(Short exercise 1): In the CCMA minutes, which sector had the highest dispute referral by case?
(Short exercise 2): Reproduce everything in the CCMA minutes from "He noted that" down to "keep on increasing.", replacing "bargaining councils" with "workplace forums".

(Excerpt provided):
------------------------------

Documents Handed Out:
CCMA Annual Report 2001/2002


SUMMARY
The Commission for Conciliation, Mediation and Arbitration briefed the Committee about the work of the CCMA. Initially, the CCMA had focused on dispute resolution but currently, the approach was more on dispute prevention. This is carried through with the use of bargaining councils at the workplace so that disputes do not have to go as far as the CCMA when they can be prevented much earlier on. A big challenge has been the increased caseload since the establishment of the body whereas the human resources within the body have been greatly diminishing.

MINUTES
Mr Manie pointed out that the Committee would want further clarity on issues relating to the CCMA that have been reported in the media.

The Chairperson asked Mr Les Kettledas: Deputy Director-General, Department of Labour, to comment on any issues pertaining to the CCMA.

Mr Kettledas pointed out that Mr Molahlehi was new to the body and is coming in at a time when the CCMA is facing the challenge of implementing its programmes. The Chair advised the CCMA that in meeting its challenges, the Committee was at hand to help where needed.

Briefing by the CCMA
Mr Edwin Molahlehi: Director of the CCMA, reiterated that he was new to the CCMA though he had played a significant role in its establishment. They would be revisiting the vision and mission of the body through a strategic management meeting at the CCMA the following day. He pointed out that so far, the establishment of the CCMA has ensured that workplace disputes have been drastically reduced.

There is a major focus on dispute resolution: the Industrial Court has since lost its legitimacy as an apartheid era institution. The current emphasis is now on dispute prevention with dispute prevention a key measure in dispute resolution. Dispute resolution becomes a nightmare if dispute prevention mechanisms are weak. A case in point here was in Zimbabwe where the backlog was found to stretch back to four years for some unresolved cases.

He noted that institution building pertains mainly to the use of support mechanisms such as bargaining councils as part of dispute prevention. There were complaints about service delivery at the CCMA. As a result, the previous director had instituted a programme called ‘back to basics’ in order to improve service delivery in the organisation. He also pointed out that in comparing the workload to available resources, the caseload has been increasing since they first started whereas their human resources for instance has been decreasing.

On the dispute resolution caseload, Mr Molahlehi pointed out that from 1996/97, this has increased over the years up to January 2002. Their projections indicate that these are going to keep on increasing.

Mr Molahlehi gave an overview of operations, new referrals are the highest at 110 639 and pre-conciliations the lowest at 5459. The highest referral rate is in Gauteng. Adding to this, Mr Molahlehi pointed out that in Gauteng, they have launched the flagship project which is an alignment of all the Gauteng Departments to the head office. The result has been that Gauteng is performing better than ever by processing the cases at a faster pace. He informed the Committee that the highest dispute referral by case was in the retail sector at 20%.

------------------------------

(Provided information):

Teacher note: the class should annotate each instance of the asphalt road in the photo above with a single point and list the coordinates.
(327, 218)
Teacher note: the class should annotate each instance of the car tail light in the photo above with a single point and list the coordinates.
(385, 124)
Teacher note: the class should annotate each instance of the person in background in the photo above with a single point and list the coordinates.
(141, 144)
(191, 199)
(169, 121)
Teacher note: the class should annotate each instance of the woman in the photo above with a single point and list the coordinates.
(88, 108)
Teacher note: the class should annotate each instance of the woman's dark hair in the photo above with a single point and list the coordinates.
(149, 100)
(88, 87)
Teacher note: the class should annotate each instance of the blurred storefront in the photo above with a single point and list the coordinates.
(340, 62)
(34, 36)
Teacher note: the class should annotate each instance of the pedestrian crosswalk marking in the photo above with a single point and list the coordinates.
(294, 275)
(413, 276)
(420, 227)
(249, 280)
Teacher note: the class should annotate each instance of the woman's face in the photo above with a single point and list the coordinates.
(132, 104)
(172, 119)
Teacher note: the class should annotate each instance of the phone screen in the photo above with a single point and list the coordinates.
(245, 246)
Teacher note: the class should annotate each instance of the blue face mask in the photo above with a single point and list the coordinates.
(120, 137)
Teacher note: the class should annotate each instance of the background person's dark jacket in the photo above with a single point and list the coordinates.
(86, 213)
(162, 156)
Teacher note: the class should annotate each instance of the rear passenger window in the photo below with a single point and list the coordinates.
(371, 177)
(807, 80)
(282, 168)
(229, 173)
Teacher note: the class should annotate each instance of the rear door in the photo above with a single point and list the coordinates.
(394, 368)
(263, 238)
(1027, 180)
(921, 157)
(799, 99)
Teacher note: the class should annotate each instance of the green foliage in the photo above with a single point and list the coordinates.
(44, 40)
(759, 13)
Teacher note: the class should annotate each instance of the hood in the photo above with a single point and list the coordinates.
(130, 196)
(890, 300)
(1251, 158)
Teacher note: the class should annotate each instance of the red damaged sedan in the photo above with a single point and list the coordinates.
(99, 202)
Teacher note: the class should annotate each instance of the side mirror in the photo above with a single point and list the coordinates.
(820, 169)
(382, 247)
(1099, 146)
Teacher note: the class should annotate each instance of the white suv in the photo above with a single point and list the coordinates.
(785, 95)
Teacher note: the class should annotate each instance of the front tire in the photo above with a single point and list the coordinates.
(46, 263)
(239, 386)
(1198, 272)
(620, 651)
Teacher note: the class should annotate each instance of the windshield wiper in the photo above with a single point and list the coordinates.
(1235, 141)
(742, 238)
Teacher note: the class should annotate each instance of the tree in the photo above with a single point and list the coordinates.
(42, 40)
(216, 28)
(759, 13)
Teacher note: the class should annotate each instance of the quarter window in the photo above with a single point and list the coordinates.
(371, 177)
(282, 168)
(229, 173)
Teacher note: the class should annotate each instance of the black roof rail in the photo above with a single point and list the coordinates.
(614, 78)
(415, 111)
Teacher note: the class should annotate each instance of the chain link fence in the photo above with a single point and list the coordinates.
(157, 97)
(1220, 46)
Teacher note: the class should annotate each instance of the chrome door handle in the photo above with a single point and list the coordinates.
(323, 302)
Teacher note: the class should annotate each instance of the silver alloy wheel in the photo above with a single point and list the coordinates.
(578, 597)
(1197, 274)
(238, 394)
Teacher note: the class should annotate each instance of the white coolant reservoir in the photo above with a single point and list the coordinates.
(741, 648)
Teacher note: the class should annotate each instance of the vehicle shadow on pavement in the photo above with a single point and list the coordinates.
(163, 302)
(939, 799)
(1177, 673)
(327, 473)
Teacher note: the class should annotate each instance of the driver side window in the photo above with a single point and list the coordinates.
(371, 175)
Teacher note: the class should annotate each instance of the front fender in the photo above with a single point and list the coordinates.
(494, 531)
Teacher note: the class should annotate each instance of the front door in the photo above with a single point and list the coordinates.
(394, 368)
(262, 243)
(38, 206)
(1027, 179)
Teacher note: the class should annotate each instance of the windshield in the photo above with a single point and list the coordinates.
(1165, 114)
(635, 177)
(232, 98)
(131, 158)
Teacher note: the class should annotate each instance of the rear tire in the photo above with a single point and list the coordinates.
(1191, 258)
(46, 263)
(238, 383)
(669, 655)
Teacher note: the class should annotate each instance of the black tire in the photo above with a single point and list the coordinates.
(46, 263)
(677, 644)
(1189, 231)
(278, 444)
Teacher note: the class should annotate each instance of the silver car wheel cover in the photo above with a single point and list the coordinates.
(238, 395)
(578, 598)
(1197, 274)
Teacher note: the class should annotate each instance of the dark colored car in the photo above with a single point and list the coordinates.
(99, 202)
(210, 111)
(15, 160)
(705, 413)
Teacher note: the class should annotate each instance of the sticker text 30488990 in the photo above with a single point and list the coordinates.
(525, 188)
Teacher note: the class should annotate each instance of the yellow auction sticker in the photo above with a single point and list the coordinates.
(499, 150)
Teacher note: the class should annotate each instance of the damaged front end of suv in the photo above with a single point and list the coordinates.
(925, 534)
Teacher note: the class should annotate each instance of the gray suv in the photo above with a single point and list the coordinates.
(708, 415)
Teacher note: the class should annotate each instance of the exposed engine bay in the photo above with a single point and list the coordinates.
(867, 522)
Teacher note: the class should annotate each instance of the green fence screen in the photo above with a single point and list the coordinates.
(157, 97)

------------------------------

(Solution 1): The retail sector, at 20%.

(Solution 2):
He noted that institution building pertains mainly to the use of support mechanisms such as workplace forums as part of dispute prevention. There were complaints about service delivery at the CCMA. As a result, the previous director had instituted a programme called ‘back to basics’ in order to improve service delivery in the organisation. He also pointed out that in comparing the workload to available resources, the caseload has been increasing since they first started whereas their human resources for instance has been decreasing.

On the dispute resolution caseload, Mr Molahlehi pointed out that from 1996/97, this has increased over the years up to January 2002. Their projections indicate that these are going to keep on increasing.